[Entries from a point annotation set]
-*-*-
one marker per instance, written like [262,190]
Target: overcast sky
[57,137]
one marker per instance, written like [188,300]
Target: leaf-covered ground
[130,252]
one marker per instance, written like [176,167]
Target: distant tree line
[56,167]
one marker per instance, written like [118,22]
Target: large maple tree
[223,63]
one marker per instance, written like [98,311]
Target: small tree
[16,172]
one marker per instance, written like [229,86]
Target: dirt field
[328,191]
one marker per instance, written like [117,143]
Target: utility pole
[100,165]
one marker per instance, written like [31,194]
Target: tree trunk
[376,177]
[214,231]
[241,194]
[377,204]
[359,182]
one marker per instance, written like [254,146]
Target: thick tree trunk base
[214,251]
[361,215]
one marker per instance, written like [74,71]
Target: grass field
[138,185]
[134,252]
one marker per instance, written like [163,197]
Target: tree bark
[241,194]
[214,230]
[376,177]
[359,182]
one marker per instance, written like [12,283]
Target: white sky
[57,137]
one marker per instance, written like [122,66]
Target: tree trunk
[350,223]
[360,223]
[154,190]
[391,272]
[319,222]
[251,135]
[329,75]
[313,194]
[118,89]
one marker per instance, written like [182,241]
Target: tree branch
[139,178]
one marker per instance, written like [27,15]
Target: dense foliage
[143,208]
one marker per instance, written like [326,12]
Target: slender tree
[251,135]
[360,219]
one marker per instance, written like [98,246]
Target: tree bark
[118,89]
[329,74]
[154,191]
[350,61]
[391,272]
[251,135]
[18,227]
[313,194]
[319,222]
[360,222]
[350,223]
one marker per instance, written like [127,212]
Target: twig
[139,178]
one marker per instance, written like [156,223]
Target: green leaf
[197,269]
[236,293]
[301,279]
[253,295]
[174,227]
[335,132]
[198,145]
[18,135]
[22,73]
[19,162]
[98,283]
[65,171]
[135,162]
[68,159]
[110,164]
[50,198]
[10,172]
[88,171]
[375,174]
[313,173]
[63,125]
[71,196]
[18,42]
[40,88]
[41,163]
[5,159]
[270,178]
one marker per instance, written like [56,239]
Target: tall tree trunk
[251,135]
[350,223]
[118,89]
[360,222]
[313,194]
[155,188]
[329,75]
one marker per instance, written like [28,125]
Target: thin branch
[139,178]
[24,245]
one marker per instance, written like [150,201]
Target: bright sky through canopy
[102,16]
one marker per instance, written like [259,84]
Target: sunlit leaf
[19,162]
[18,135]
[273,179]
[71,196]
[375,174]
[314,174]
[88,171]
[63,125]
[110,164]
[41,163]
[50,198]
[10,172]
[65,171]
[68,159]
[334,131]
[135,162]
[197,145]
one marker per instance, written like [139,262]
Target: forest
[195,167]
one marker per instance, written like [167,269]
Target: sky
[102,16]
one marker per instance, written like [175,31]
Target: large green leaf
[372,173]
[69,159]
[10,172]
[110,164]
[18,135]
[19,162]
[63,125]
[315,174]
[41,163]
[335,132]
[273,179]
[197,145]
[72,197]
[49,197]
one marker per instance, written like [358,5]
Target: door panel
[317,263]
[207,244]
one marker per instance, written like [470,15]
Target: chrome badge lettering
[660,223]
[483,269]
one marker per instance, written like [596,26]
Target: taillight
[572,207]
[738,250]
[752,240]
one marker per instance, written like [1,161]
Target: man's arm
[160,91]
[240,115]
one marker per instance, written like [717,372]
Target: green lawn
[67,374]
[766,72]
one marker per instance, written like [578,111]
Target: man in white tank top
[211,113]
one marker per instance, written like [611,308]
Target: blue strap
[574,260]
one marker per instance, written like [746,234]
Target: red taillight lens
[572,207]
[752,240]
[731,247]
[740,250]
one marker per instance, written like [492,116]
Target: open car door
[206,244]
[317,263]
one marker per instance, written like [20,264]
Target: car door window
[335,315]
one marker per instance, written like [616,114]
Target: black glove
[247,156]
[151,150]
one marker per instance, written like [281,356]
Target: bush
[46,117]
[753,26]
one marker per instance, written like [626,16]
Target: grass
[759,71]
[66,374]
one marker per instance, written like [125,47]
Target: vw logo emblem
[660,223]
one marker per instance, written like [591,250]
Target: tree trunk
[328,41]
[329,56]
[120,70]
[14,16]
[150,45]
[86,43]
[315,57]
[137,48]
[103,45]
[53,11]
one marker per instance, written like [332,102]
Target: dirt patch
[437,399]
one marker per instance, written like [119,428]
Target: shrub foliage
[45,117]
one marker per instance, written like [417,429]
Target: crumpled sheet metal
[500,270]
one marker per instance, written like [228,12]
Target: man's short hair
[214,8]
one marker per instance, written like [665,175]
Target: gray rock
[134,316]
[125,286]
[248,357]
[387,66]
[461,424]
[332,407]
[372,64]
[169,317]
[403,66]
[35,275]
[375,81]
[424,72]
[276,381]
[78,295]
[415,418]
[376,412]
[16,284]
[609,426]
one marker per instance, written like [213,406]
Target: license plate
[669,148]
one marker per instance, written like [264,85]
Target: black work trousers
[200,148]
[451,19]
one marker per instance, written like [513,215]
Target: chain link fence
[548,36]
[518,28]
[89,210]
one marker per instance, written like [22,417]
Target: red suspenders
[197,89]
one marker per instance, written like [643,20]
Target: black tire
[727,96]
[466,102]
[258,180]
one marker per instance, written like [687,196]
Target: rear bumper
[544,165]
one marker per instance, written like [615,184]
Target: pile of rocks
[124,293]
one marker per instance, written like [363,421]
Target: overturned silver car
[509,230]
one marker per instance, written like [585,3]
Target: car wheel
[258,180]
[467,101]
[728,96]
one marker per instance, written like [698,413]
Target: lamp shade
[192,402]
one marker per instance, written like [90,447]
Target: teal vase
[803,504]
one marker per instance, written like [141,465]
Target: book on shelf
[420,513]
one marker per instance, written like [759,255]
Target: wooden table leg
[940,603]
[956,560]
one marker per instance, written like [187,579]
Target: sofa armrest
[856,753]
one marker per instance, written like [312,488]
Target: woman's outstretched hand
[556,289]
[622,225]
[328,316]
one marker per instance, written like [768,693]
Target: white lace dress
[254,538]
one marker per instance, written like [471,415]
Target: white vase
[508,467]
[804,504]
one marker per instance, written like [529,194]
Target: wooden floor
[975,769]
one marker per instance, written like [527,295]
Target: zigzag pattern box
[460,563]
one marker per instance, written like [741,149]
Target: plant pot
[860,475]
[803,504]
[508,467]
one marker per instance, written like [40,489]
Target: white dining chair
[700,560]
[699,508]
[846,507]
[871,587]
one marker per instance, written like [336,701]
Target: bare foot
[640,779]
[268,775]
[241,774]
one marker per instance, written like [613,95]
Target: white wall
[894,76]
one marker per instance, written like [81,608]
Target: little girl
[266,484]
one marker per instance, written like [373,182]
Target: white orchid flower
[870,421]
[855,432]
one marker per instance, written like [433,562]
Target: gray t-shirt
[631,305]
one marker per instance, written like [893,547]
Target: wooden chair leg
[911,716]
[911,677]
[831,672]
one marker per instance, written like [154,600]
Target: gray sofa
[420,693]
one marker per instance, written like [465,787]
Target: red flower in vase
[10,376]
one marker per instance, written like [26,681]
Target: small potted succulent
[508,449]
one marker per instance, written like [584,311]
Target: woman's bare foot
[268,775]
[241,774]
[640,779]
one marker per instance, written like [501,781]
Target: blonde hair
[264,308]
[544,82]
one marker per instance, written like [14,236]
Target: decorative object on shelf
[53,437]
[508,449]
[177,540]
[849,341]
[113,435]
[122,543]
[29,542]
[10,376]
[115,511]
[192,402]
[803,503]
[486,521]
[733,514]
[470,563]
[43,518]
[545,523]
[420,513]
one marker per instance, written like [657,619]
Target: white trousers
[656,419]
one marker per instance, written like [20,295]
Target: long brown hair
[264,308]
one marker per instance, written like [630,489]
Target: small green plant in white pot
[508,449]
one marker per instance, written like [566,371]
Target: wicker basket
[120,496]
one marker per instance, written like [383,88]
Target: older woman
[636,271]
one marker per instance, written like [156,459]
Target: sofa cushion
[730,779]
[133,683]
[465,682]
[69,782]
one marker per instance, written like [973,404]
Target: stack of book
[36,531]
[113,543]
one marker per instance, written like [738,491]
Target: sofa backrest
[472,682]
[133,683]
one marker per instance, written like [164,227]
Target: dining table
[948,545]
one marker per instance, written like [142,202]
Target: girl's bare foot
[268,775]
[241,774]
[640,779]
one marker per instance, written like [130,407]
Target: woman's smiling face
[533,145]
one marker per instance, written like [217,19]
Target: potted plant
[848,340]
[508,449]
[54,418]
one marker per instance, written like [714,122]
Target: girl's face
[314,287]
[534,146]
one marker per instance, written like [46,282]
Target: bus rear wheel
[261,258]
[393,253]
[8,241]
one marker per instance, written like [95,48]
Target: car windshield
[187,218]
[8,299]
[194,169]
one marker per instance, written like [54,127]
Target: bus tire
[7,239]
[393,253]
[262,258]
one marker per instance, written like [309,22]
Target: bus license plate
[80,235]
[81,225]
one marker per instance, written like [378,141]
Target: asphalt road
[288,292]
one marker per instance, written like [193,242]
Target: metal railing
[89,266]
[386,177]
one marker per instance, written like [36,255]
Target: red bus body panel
-*-*-
▸ **What you are asked to do**
Locate the line that contains "one marker per instance, written like [501,781]", then please quote it and every line after it to the end of the entries above, exactly and with nothing else.

▸ **Task answer**
one marker per instance, written like [501,781]
Target: blonde hair
[264,308]
[544,82]
one marker per instance, written like [14,236]
Target: decorative object on shelf
[53,437]
[508,449]
[177,540]
[849,341]
[113,435]
[122,543]
[29,542]
[10,376]
[115,511]
[192,402]
[803,503]
[486,521]
[733,514]
[470,563]
[43,518]
[545,523]
[420,513]
one marker per instance, written like [657,619]
Target: white trousers
[656,419]
one marker per instance, written like [20,295]
Target: long brown hair
[264,308]
one marker per instance, written like [630,489]
Target: small green plant in white pot
[508,449]
one marker per instance, written like [566,371]
Target: wicker basket
[120,496]
one marker per instance, written like [383,88]
Target: older woman
[636,271]
one marker per instance, written like [156,459]
Target: sofa cushion
[730,779]
[133,683]
[465,682]
[69,782]
one marker per instance, written like [973,404]
Target: stack of book
[36,531]
[113,543]
one marker per instance, written like [738,491]
Target: sofa backrest
[472,682]
[133,683]
one marker per instance, written like [164,227]
Target: dining table
[948,545]
one marker per instance, written like [142,202]
Target: girl's bare foot
[268,775]
[241,774]
[640,779]
one marker per instance, written like [130,407]
Target: woman's smiling face
[533,145]
one marker per instance, written like [217,19]
Target: potted plant
[848,340]
[508,449]
[54,418]
one marker per instance, written like [714,122]
Target: girl's face
[314,287]
[534,146]
one marker per instance, written like [46,282]
Target: bus rear wheel
[261,258]
[393,253]
[8,241]
one marker per instance, written like [95,48]
Target: car windshield
[187,218]
[8,299]
[194,169]
one marker per instance, written like [54,127]
Target: bus tire
[7,239]
[393,253]
[262,258]
one marker per instance, written like [309,22]
Target: bus license plate
[80,235]
[81,225]
one marker per instance, written like [378,141]
Target: asphalt road
[288,292]
one marker per instance, written like [193,242]
Target: metal railing
[89,266]
[386,177]
one marker per instance, written like [36,255]
Target: red bus body panel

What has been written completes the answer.